WHAT THE TASK REQUIRES
Gather every line in the rows below that contains the word "board".

SUPPLIED INFORMATION

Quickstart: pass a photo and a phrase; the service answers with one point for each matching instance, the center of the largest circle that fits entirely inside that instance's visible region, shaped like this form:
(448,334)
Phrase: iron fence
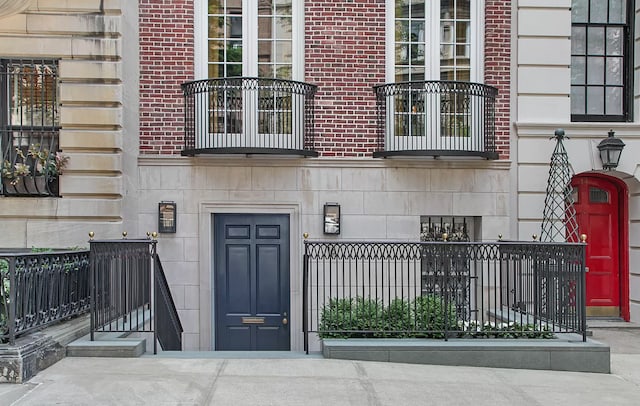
(443,289)
(129,292)
(38,289)
(436,118)
(249,115)
(29,128)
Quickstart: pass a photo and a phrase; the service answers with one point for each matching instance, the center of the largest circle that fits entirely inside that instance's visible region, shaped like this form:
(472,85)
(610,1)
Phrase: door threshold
(236,354)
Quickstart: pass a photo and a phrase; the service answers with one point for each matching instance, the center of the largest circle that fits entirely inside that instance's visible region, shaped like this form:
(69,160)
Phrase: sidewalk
(311,380)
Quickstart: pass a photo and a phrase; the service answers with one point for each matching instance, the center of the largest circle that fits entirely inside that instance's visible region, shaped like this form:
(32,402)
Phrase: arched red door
(597,204)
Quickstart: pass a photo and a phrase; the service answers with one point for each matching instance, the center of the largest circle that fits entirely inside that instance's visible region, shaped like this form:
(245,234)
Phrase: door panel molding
(251,282)
(204,335)
(619,187)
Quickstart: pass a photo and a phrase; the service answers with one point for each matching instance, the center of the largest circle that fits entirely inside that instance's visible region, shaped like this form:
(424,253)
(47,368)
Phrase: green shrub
(427,316)
(433,314)
(398,319)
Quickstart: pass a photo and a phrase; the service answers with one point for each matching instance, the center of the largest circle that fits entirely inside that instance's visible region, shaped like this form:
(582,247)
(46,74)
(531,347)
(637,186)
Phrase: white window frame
(432,72)
(432,26)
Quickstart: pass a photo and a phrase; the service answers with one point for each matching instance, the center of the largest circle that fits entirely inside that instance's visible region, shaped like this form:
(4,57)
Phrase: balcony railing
(249,116)
(443,289)
(436,118)
(31,164)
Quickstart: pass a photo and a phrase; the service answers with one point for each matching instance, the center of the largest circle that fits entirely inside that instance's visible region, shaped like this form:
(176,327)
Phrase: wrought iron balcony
(436,118)
(249,116)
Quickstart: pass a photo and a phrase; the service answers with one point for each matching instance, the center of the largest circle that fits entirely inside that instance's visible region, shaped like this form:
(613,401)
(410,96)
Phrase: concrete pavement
(311,380)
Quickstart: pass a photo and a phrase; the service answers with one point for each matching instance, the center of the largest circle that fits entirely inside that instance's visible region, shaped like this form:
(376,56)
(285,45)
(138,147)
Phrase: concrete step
(105,347)
(561,354)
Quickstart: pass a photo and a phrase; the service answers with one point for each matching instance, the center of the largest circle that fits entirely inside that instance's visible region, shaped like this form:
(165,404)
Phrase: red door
(597,209)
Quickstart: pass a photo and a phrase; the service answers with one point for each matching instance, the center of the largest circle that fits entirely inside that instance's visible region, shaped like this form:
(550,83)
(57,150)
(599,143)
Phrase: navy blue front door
(251,282)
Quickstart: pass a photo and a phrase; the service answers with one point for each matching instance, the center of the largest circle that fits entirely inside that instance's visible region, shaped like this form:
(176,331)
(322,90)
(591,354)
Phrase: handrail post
(305,293)
(153,294)
(12,300)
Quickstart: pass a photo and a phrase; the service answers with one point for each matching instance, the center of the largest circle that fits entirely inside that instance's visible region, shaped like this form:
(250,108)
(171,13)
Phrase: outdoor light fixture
(167,217)
(331,218)
(610,149)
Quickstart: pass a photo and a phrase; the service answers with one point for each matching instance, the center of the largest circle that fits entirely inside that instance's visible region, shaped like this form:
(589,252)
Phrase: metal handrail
(436,118)
(38,289)
(398,289)
(249,115)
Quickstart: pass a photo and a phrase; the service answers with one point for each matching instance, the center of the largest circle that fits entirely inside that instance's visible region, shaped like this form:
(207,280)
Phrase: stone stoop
(39,350)
(112,345)
(554,354)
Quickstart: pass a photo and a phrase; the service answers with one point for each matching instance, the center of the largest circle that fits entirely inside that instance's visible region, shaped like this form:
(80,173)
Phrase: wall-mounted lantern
(331,218)
(610,150)
(167,217)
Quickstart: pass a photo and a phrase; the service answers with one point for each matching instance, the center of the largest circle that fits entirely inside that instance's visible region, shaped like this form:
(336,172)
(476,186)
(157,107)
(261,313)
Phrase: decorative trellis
(559,221)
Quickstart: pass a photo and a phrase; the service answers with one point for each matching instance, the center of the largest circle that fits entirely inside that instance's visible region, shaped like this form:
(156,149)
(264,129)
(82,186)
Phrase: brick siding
(344,56)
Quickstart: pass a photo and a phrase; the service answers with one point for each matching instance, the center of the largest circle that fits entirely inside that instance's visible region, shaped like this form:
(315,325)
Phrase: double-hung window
(601,87)
(434,48)
(29,128)
(251,50)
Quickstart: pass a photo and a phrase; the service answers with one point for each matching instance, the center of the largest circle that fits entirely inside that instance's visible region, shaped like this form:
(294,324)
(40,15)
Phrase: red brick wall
(166,61)
(344,55)
(497,68)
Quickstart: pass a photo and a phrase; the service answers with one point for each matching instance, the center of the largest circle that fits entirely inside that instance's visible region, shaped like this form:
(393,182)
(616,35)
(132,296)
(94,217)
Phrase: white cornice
(11,7)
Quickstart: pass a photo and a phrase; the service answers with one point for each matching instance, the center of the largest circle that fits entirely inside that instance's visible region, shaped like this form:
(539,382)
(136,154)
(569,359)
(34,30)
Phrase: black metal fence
(436,118)
(123,296)
(29,128)
(38,289)
(443,289)
(249,115)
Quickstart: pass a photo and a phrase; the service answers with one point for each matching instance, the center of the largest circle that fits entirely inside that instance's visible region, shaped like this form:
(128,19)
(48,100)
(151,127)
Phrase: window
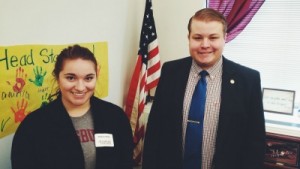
(271,44)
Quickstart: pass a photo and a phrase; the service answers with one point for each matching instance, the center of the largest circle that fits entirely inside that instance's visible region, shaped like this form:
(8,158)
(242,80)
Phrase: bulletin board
(26,79)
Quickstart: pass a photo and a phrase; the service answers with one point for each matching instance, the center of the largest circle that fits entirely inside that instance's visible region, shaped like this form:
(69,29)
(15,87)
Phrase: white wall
(76,21)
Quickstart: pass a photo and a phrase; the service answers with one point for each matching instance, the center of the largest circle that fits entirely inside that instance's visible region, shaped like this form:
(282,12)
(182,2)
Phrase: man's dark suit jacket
(240,142)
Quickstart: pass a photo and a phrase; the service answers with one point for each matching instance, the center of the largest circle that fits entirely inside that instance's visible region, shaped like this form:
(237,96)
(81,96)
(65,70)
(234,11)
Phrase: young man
(233,126)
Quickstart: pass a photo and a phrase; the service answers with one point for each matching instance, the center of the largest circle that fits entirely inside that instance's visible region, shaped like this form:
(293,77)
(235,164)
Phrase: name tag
(104,140)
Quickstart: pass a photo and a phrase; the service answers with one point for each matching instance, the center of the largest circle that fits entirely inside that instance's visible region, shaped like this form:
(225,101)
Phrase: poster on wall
(26,79)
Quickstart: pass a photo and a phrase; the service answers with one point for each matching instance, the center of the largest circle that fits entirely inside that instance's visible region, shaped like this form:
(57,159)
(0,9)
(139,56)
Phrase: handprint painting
(26,82)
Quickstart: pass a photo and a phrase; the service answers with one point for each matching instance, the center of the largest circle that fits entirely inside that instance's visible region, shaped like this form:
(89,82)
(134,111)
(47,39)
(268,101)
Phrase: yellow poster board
(26,79)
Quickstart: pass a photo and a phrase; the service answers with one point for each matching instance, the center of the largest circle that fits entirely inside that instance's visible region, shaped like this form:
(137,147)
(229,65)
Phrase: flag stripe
(145,78)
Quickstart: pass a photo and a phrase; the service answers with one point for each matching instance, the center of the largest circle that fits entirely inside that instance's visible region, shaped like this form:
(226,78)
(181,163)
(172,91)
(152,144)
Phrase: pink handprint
(20,80)
(20,112)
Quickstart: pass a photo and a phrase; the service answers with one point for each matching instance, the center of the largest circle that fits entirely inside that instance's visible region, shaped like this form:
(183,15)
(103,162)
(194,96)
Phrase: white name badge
(104,140)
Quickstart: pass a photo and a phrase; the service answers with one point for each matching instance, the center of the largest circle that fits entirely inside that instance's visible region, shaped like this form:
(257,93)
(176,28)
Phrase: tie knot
(203,73)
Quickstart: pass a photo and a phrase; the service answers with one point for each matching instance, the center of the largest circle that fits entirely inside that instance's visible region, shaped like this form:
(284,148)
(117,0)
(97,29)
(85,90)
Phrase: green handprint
(45,100)
(39,76)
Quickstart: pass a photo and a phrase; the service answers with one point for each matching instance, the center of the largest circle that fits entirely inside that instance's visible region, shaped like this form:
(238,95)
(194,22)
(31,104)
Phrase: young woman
(76,130)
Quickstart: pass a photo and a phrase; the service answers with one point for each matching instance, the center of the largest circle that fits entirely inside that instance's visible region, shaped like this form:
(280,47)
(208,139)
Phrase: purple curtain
(238,13)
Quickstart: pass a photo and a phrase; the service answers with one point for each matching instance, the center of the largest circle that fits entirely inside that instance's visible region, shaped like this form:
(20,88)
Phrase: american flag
(144,79)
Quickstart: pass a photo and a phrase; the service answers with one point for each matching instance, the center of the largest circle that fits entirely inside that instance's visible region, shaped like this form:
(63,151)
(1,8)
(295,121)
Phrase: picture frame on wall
(278,101)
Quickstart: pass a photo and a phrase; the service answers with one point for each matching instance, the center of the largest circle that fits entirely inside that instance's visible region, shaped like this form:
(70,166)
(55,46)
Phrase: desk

REPLY
Phrase: bulletin board
Phrase: yellow poster board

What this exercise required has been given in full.